Option 4: Tax litter creation
Some cities tax businesses for creating litter. For example, Oakland California, “to maintain safe, clean and sanitary streets, sidewalks, and public spaces”, taxes fast food restaurants and convenience stores according to their gross receipts:
|Annual gross receipts||Excess litter fee|
|$5,000 - $499,999||$230|
|$500,000 - $999,999||$910|
I think this is pretty idiotic. You can sell 250 $20 sandwiches wrapped in rapidly-dissolving wax paper that your customers recycle while I sell 5000 $1 cups of coffee in huge styrofoam cups that my customers crumble and throw in the ocean. As far as this fee is concerned, we’re equivalent!
This fee creates no incentive for anyone to solve the litter problem. The only effects are to slightly increase prices at these businesses (and slightly decrease the number of such businesses). That has some effect on litter, but it’s tiny.
To review: In an ideal world, everyone who litters would pay a small fine equal to the cost they impose on society—perhaps on the order of a dollar. But that’s impossible without a panopticon surveillance state, so we’re left with poor solutions:
- Try to shift cultural norms.
- Create super-high penalties that are rarely enforced.
- Crudely tax businesses based on what they sell.
Instead, here’s what I propose: Tax businesses based on the amount of litter their customers create. Something like this:
- Each business has a QR code that they put on everything they sell.
- After litter is picked up in parks or whatever, the codes are scanned and businesses are charged to social cost of litter.
- (You could also scan just 1% of litter and charge businesses 100x as much per item if that’s easier.)
The idea is: OK, maybe we can’t internalize the costs of littering on the single actors who do it. But we can still internalize costs in a coarse-grained way.
How would businesses respond to this new incentive? I’m unsure. Perhaps they would reduce packaging, or have some kind of deposit, or put inspirational text on their products, or band together to create a private litter-removal army, or something else.
I have no idea what would work, but that’s the point. (Markets create unforeseeable emergent structures and all that.) At a minimum, surely businesses could find some more effective solutions than the government has now.

•••••

• [Directions for this task]: Extend the essay on taxing businesses for litter with a further passage that picks up right after its final sentence.

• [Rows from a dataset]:
•••••

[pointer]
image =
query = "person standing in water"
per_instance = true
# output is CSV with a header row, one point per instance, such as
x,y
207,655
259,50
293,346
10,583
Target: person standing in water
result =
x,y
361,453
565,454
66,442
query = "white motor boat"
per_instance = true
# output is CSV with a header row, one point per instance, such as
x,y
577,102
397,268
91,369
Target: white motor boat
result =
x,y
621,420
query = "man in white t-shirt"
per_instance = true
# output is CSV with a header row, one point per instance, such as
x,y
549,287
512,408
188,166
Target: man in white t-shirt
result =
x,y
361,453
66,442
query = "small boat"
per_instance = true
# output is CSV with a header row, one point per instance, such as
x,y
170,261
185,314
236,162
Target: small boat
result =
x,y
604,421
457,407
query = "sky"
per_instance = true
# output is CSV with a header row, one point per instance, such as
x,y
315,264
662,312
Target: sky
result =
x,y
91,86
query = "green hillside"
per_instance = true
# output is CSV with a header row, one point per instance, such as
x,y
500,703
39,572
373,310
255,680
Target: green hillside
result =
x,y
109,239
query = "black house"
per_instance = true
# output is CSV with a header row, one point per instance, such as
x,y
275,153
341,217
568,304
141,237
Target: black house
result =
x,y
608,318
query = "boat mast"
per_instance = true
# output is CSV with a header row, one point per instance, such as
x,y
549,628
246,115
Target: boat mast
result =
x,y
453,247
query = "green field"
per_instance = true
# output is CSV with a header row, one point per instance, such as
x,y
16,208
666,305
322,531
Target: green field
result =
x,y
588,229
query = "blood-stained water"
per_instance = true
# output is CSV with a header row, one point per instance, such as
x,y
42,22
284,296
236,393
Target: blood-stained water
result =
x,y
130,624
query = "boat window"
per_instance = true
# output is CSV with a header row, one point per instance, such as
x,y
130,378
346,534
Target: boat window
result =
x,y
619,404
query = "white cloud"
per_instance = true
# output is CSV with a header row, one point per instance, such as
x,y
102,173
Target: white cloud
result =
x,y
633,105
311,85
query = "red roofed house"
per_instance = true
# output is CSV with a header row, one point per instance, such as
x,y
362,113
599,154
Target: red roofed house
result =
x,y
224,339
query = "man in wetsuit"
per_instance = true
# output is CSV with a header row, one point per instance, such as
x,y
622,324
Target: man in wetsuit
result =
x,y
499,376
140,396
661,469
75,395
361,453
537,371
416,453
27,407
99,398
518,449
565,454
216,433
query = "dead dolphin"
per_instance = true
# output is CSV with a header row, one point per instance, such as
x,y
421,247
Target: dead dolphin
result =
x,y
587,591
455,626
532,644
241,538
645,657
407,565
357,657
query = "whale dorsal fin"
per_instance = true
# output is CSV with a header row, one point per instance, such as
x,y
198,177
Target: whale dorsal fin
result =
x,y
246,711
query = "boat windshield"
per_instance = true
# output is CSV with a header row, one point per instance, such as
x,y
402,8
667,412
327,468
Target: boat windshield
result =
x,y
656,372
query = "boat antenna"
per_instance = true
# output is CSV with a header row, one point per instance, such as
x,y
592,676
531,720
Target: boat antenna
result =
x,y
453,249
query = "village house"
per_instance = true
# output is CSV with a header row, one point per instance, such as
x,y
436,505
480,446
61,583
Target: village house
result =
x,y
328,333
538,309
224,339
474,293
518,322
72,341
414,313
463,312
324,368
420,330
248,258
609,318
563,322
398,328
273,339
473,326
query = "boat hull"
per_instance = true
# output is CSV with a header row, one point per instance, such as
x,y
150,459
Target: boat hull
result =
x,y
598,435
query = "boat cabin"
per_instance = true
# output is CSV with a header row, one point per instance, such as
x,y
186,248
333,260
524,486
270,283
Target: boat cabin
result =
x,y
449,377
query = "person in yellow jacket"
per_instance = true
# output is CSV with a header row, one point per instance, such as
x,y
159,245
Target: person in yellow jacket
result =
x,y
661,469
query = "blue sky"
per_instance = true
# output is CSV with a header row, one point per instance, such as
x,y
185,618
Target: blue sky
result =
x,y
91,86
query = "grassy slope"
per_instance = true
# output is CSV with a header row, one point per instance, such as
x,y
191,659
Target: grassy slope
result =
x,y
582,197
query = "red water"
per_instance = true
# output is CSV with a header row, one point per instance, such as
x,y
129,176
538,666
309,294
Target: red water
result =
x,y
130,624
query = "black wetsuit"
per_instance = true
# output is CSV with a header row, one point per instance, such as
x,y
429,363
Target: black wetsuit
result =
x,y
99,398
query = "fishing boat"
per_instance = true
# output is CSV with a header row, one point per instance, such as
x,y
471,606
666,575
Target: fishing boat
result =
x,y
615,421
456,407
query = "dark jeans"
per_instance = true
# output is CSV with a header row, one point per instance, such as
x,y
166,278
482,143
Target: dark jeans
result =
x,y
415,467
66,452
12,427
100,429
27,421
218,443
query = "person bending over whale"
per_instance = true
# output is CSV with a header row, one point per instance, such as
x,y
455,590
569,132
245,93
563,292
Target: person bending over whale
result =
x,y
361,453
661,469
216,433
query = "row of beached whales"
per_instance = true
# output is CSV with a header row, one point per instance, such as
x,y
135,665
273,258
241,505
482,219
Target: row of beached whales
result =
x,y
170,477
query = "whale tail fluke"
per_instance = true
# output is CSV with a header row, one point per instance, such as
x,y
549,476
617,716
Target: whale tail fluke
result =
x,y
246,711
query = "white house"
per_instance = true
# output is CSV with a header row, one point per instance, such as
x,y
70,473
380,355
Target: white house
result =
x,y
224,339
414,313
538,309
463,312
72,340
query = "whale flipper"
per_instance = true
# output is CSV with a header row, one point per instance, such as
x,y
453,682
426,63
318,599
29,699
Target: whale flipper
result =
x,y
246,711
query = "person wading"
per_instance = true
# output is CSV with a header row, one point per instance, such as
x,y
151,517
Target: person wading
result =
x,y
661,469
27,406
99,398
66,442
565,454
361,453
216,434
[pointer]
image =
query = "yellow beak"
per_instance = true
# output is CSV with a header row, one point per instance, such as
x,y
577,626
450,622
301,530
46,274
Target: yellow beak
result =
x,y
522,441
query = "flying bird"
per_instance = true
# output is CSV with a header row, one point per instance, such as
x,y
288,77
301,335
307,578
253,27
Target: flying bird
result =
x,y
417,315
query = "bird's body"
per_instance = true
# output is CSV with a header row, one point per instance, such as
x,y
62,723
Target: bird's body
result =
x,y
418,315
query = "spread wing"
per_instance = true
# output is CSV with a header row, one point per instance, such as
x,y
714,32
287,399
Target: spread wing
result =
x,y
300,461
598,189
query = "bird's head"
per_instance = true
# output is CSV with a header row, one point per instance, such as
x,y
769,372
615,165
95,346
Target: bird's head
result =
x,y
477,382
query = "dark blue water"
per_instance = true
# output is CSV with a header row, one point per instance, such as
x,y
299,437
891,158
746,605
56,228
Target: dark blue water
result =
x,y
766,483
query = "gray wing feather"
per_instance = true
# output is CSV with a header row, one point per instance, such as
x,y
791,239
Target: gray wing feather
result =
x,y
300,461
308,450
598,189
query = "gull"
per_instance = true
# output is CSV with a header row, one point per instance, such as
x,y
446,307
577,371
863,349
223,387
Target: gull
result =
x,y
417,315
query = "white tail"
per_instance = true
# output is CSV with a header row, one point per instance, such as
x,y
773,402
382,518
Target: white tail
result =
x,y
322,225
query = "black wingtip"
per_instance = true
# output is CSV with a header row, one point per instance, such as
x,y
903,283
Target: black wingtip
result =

•••••

• [Solved problem]:
Now, perhaps this kind of “collective internalization” is unfair. Say you never litter but you live somewhere where lots of others do. Under this scheme, your local businesses will price in littering fees or deterrence schemes, and you’ll have to pay them even though you aren’t responsible.
That doesn’t seem fair. But I guess we have lots of situations like this already?
- Ever taken an international flight and wondered why the airline was so fussy about your visa situation? The reason is that if airlines carry someone to a country without a valid visa, most governments make the airline pay a fine of thousands of dollars.
- In the US, health insurance is often provided by employers. To save money, these employers will often encourage their employees to have healthier lifestyles.
But I think these understates things—they make it look like collective internalization is a policy choice, whereas it’s usually just the natural order of things.
For example, in some cities police do little to stop shoplifting. So, in areas where people shoplift a lot, stores must raise prices to either eat the losses or pay for private security.
But really, nothing is free. Even if the police do enforce shoplifting laws, someone is paying the taxes for them to do that. So people are still collectively punished for living in a city with shoplifters.
And even for litter, what happens now? If you live somewhere where people litter, you’re already being collectively punished by having to look at everyone else’s garbage!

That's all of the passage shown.